-------- THE RECORDS
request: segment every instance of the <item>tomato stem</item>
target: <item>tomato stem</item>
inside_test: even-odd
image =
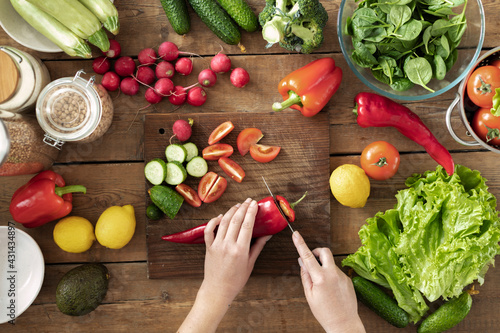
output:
----------------
EXERCISE REQUIREMENTS -
Reproduce each entry precisely, dropping only the pictures.

WRITTEN ANSWER -
request: segment every instance of the <item>tomato stem</item>
target: <item>tomato stem</item>
inside_test: even-odd
image =
output:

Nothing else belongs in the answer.